* _Requirements_:
A - Answer these questions from the text on the 2024 U.S. Men's Clay Court Championships:
(i) Who is listed as the singles champion?
(ii) At which venue did the tournament take place?
(iii) Under what name was the tournament known for sponsorship purposes?
B - Reproduce word for word the passage of the text on the 2024 U.S. Men's Clay Court Championships from "The 2024 U.S." to "through 7, 2024.".

* _Text section_:
- Date: April 1–7
- Edition: 54th
- Category: ATP Tour 250
- Draw: 28S/16D
- Prize money: $661.585
- Surface: Clay
- Location: Houston, TX, United States
- Venue: River Oaks Country Club

Champions

Singles
- Ben Shelton

Doubles
- Max Purcell / Jordan Thompson
- ← 2023 · U.S. Men's Clay Court Championships · 2025 →

= 2024 U.S. Men's Clay Court Championships =

The 2024 U.S. Men's Clay Court Championships (also known as the Fayez Sarofim & Co. U.S. Men's Clay Court Championships for sponsorship purposes) was a tennis tournament played on outdoor clay courts.

It was the 54th edition of the U.S. Men's Clay Court Championships, and an ATP Tour 250 event on the 2024 ATP Tour. It took place at River Oaks Country Club in Houston, Texas, United States from April 1 through 7, 2024.

* _Dataset records_:
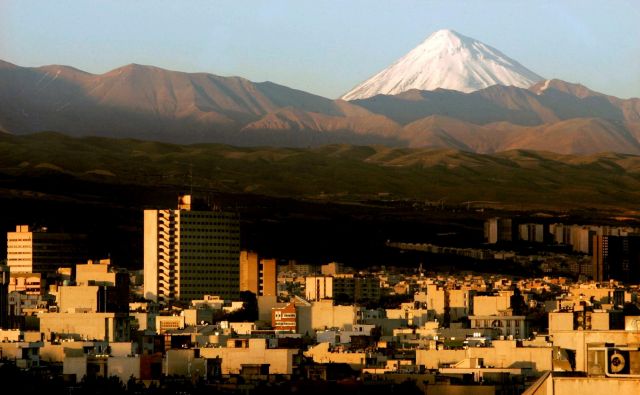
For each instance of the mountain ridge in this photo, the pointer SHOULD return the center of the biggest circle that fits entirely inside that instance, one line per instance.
(152, 103)
(450, 60)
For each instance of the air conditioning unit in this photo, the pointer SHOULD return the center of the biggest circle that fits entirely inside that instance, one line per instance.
(622, 362)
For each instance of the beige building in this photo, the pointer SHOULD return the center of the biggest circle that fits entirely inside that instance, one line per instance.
(39, 251)
(457, 303)
(189, 254)
(88, 326)
(257, 275)
(501, 354)
(95, 273)
(254, 351)
(492, 304)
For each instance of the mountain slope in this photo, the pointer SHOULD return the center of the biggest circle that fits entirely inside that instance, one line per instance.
(144, 101)
(447, 60)
(48, 164)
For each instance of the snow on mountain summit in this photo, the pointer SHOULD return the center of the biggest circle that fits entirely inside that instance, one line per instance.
(449, 60)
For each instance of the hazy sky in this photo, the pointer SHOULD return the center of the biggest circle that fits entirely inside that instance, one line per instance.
(323, 47)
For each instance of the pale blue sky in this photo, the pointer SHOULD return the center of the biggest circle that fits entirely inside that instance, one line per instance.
(323, 47)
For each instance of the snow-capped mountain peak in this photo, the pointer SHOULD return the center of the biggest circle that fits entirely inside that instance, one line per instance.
(449, 60)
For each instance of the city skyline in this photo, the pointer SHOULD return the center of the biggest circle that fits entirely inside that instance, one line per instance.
(317, 49)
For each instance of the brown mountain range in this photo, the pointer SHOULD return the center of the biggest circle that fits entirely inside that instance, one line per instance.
(156, 104)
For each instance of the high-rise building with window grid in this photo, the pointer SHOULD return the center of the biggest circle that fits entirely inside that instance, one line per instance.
(190, 253)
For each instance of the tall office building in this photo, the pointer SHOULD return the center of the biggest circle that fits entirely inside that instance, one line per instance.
(41, 251)
(190, 253)
(257, 275)
(616, 258)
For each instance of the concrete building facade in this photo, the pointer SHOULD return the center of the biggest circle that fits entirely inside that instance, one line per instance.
(189, 254)
(257, 275)
(39, 251)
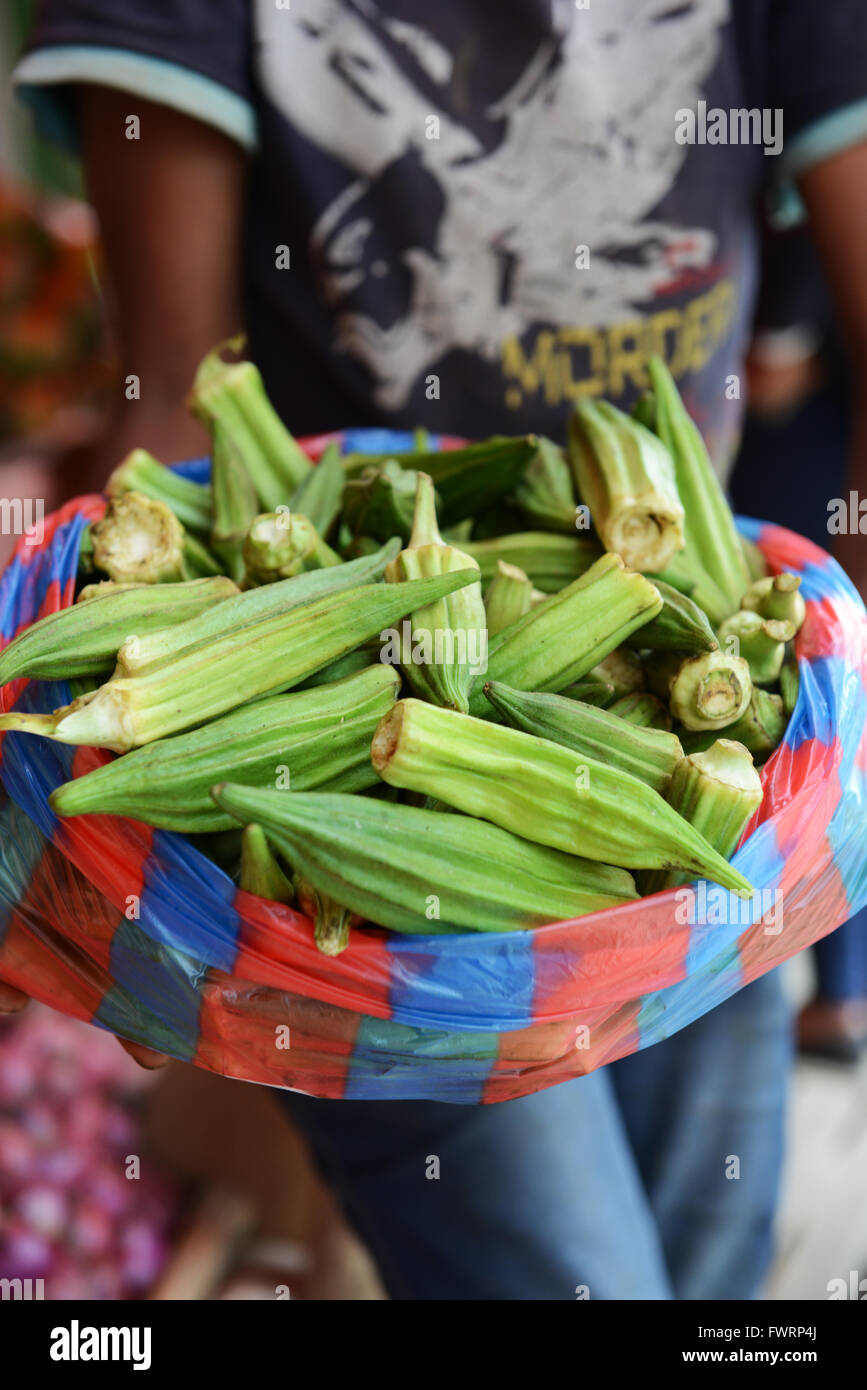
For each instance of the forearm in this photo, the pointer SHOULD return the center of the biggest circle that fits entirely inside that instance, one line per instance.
(835, 193)
(170, 210)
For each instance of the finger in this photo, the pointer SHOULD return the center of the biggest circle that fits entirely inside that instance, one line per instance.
(143, 1055)
(11, 1000)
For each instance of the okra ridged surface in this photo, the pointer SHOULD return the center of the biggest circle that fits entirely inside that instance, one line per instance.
(425, 870)
(296, 741)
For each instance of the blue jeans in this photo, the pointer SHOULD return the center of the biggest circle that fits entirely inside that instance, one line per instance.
(614, 1183)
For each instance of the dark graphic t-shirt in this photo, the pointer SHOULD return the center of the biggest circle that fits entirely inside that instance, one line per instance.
(467, 214)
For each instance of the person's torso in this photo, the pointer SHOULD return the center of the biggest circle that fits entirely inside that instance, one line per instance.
(468, 214)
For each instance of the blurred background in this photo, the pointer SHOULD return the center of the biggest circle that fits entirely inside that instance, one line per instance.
(116, 1183)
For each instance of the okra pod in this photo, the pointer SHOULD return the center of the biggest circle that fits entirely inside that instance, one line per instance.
(296, 741)
(320, 495)
(284, 544)
(232, 395)
(545, 494)
(381, 501)
(84, 640)
(716, 791)
(260, 872)
(567, 635)
(777, 598)
(643, 709)
(253, 606)
(625, 476)
(623, 670)
(509, 597)
(139, 541)
(446, 642)
(712, 542)
(756, 565)
(425, 872)
(550, 560)
(539, 790)
(646, 754)
(681, 626)
(467, 480)
(789, 684)
(235, 503)
(139, 471)
(759, 641)
(760, 727)
(600, 694)
(214, 677)
(331, 920)
(710, 690)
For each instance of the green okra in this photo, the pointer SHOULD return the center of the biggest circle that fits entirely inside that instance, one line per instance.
(550, 560)
(260, 873)
(621, 669)
(557, 642)
(102, 587)
(760, 641)
(235, 503)
(284, 544)
(717, 792)
(710, 690)
(253, 606)
(648, 754)
(509, 597)
(381, 501)
(467, 480)
(232, 395)
(541, 791)
(777, 598)
(349, 665)
(320, 495)
(712, 548)
(625, 476)
(197, 560)
(643, 410)
(331, 920)
(591, 692)
(217, 676)
(141, 541)
(643, 709)
(681, 626)
(789, 684)
(425, 872)
(449, 635)
(139, 471)
(545, 494)
(296, 741)
(84, 640)
(760, 727)
(756, 563)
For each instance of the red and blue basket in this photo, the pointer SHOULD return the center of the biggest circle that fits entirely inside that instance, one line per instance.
(235, 984)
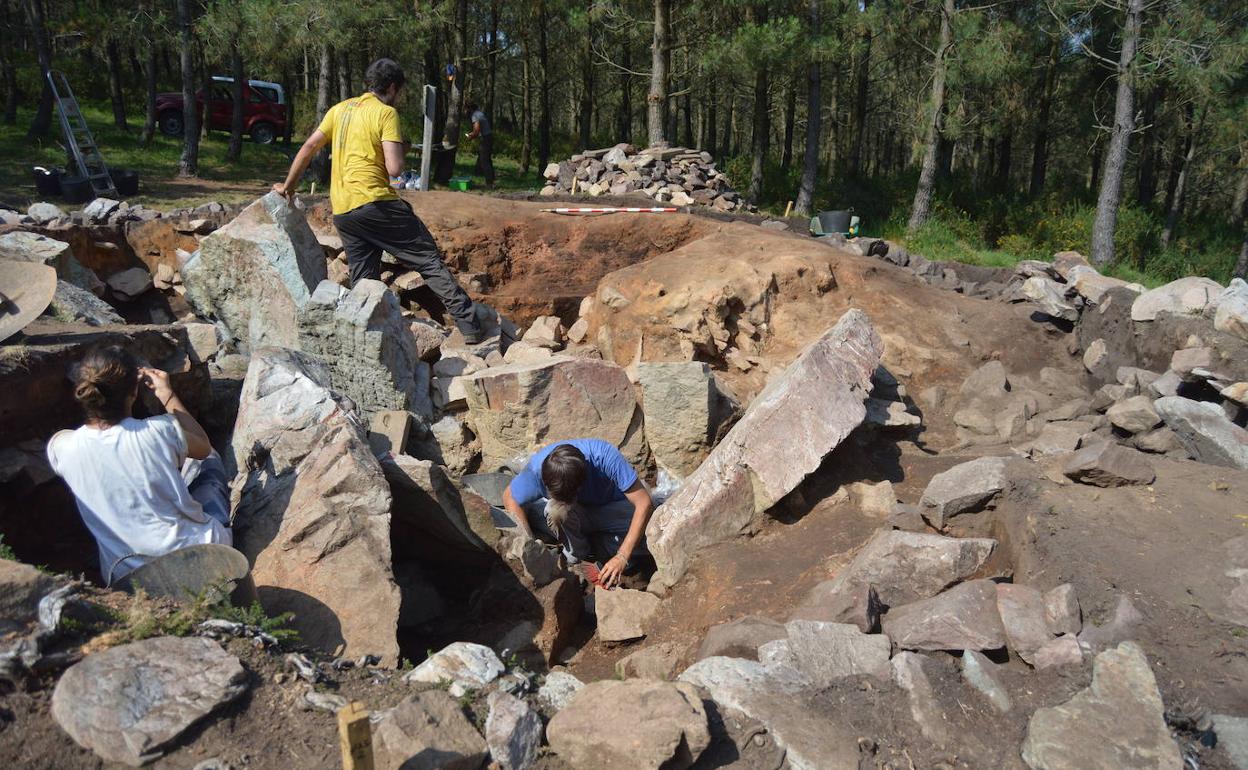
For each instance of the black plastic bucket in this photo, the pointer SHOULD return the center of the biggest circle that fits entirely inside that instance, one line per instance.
(48, 181)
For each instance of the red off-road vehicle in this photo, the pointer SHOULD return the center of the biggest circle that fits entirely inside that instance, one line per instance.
(263, 117)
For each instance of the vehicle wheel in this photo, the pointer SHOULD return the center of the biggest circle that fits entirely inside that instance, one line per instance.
(263, 134)
(171, 124)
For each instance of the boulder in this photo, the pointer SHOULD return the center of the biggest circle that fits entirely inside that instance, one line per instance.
(518, 408)
(653, 725)
(1108, 464)
(966, 487)
(801, 416)
(253, 273)
(962, 618)
(1204, 431)
(1187, 296)
(623, 613)
(362, 337)
(905, 567)
(129, 703)
(427, 731)
(1117, 721)
(684, 411)
(313, 508)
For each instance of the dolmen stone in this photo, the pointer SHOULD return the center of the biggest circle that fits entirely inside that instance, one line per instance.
(801, 416)
(253, 273)
(129, 703)
(653, 724)
(313, 508)
(1117, 721)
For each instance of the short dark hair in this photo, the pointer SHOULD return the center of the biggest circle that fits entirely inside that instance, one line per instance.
(104, 382)
(383, 74)
(563, 472)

* _Results by task_:
A -
(i) Ben Shelton
(ii) River Oaks Country Club
(iii) The Fayez Sarofim & Co. U.S. Men's Clay Court Championships

B -
The 2024 U.S. Men's Clay Court Championships (also known as the Fayez Sarofim & Co. U.S. Men's Clay Court Championships for sponsorship purposes) was a tennis tournament played on outdoor clay courts.

It was the 54th edition of the U.S. Men's Clay Court Championships, and an ATP Tour 250 event on the 2024 ATP Tour. It took place at River Oaks Country Club in Houston, Texas, United States from April 1 through 7, 2024.